- _Goals_:
[a] Reproduce the stretch of the Earthtec case summary from "The Court held that relevant" through "to be engaged.".
[b] Using the Earthtec case summary, explain in one to three sentences why the Court held that a number of paragraphs of the statement of claim ought to be struck out.
[c] Summarize the Earthtec case summary in three sentences.

In brief

The case of Earthtec Pty Ltd v Livingstone Shire Council [2023] QSC 22 concerned an application in the Supreme Court of Queensland (Court) by the Livingstone Shire council (Council) to strike out a statement of claim (Strike Out Application) in the substantive proceeding commenced by Earthtec Pty Ltd (Plaintiff) seeking a declaration in respect of amounts paid by the Council to the Plaintiff and claiming amounts alleged to be payable by the Council to Earthtec under various contracts, as well as an application by the Council seeking security for costs (Security for Costs Application).

The Strike Out Application was commenced under rule 171 (Striking out pleadings) of the Uniform Civil Procedure Rules 1999 (Qld) (UCPR) and the Security for Costs Application was commenced under rule 670 of the UCPR (Security for costs) of the UCPR and section 1335 (Costs) of the Corporations Act 2001 (Cth).

The Court relevantly considered the following issues:

  • Whether the statement of claim complied with rule 149(1) (Statements in pleadings) of the UCPR and whether on the basis of that non-compliance particular paragraphs ought to be struck out.

  • Whether specific paragraphs in the statement of claim ought to be struck out because they formed part of the without prejudice communications between the parties.

  • Whether there is reason to believe that the Plaintiff will not meet an adverse costs order if one is made and whether the exercise of the Court's discretion warrants an order for security for costs.

The Court found that the statement of claim does not fulfil the function of a pleading under the UCPR (at [220]) for reasons including that a number of paragraphs comprised immaterial facts or evidence, required the drawing of unestablished inferences, and lacked clarity (see [38] and [219]).

The Court held that allowing the proceeding to continue on the basis of the statement of claim would risk a larger dispute than is justified and would require the Council to speculate about the case it is required to meet (at [220]). Accordingly, the Court held that a number of the paragraphs of the statement of claim ought to be struck out.

The Court held that relevant communications between the parties complied with the following and thus the without prejudice privilege was engaged to protect those communications:

  • There is a dispute in which litigation might be reasonably contemplated.

  • There is communication between the parties to that dispute, which is genuinely aimed at negotiating or settling the dispute or part thereof.

  • The communication was stated to be "without prejudice", although this is not necessarily required for the privilege to be engaged.

- _Stored records_:
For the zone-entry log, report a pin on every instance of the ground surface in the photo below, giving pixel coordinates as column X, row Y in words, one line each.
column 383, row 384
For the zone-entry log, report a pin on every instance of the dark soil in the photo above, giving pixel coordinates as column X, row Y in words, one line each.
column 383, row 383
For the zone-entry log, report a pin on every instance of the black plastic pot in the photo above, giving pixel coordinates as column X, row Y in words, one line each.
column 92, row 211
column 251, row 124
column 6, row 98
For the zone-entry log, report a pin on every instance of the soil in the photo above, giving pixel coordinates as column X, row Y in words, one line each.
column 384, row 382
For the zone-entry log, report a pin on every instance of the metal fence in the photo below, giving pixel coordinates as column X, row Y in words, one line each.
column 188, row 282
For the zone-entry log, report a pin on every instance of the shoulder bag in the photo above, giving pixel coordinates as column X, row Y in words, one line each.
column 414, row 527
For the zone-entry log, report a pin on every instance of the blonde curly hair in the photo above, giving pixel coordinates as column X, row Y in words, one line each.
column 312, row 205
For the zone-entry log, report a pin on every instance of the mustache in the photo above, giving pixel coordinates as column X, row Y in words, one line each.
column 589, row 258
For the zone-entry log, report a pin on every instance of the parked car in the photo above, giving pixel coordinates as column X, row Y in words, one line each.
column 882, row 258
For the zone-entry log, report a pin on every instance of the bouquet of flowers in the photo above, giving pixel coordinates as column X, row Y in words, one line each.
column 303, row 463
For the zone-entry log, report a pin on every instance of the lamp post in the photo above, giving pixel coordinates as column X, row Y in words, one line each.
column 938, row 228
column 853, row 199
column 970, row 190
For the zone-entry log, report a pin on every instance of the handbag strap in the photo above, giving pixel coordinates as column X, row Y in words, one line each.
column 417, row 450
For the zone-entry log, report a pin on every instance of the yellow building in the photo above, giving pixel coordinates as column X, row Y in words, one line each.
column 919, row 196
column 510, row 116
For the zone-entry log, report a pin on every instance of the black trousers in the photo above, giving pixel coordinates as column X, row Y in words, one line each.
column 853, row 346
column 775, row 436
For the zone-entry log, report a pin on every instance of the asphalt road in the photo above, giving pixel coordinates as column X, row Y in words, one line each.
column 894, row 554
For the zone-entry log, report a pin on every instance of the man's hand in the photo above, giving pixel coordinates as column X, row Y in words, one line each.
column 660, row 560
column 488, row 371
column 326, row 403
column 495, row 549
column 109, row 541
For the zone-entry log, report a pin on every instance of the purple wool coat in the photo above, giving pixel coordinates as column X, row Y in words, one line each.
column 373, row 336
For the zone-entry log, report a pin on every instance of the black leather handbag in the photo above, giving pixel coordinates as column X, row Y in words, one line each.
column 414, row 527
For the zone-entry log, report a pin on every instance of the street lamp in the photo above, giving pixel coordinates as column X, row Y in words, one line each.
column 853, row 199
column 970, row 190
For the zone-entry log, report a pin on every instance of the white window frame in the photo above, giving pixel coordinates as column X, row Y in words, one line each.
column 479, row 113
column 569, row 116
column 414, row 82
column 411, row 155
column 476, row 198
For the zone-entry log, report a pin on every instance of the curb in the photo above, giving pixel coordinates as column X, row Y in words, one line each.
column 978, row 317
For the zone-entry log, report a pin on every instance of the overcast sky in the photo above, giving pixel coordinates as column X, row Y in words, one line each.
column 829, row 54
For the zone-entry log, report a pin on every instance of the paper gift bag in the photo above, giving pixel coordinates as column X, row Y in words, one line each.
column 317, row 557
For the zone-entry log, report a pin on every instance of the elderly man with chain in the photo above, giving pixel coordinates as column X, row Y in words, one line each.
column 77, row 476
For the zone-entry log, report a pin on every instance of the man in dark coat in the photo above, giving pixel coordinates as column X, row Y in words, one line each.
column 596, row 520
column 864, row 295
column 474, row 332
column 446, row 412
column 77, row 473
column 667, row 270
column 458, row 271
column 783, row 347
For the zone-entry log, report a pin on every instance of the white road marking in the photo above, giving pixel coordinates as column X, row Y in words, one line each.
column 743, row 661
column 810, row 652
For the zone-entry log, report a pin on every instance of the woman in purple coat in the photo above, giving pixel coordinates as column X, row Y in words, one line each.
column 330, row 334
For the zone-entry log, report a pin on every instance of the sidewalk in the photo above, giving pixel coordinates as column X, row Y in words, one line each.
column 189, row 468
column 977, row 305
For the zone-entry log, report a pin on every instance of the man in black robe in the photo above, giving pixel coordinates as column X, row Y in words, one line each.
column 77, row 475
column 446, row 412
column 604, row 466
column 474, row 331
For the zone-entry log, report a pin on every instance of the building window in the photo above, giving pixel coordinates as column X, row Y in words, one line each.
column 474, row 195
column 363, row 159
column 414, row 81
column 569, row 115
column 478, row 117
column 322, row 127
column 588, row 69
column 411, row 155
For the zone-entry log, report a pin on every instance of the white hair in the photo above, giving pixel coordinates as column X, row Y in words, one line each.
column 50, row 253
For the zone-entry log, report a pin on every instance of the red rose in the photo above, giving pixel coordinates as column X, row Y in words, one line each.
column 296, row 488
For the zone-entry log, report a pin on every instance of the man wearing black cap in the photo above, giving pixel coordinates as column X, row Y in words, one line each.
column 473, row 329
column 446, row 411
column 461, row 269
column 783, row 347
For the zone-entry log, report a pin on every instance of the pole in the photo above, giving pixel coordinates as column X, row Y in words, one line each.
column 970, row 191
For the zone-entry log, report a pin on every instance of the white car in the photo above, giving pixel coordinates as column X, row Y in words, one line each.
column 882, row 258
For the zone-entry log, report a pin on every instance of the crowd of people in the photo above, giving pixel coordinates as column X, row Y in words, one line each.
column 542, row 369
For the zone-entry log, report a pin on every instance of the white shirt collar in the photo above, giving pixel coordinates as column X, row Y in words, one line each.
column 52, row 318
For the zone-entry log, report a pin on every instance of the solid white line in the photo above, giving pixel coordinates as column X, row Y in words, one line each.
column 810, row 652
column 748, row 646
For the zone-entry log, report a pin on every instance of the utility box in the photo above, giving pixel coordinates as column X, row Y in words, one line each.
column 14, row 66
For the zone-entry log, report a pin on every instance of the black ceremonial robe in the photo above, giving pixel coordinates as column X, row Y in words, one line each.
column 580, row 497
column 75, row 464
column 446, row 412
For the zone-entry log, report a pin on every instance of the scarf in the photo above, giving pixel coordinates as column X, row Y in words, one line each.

- _Answers provided_:
[a]
The Court held that relevant communications between the parties complied with the following and thus the without prejudice privilege was engaged to protect those communications:

  • There is a dispute in which litigation might be reasonably contemplated.

  • There is communication between the parties to that dispute, which is genuinely aimed at negotiating or settling the dispute or part thereof.

  • The communication was stated to be "without prejudice", although this is not necessarily required for the privilege to be engaged.

[b] The Court found that the statement of claim did not fulfill the function of a pleading under the UCPR. A number of its paragraphs contained immaterial facts or evidence, required unestablished inferences to be drawn, and lacked clarity. Letting the proceeding continue on that basis would risk a larger dispute than was justified and would force the Council to speculate about the case it had to meet.

[c] In Earthtec Pty Ltd v Livingstone Shire Council, the Council applied to the Supreme Court of Queensland to strike out the Plaintiff's statement of claim and sought security for costs. The Court found that the statement of claim did not fulfill the function of a pleading because several paragraphs contained immaterial facts or evidence, required unestablished inferences, and lacked clarity, so it held that a number of paragraphs ought to be struck out. The Court also held that without prejudice privilege protected the relevant communications between the parties, because they were made during a dispute in which litigation might reasonably be contemplated, were genuinely aimed at settling it, and were stated to be "without prejudice".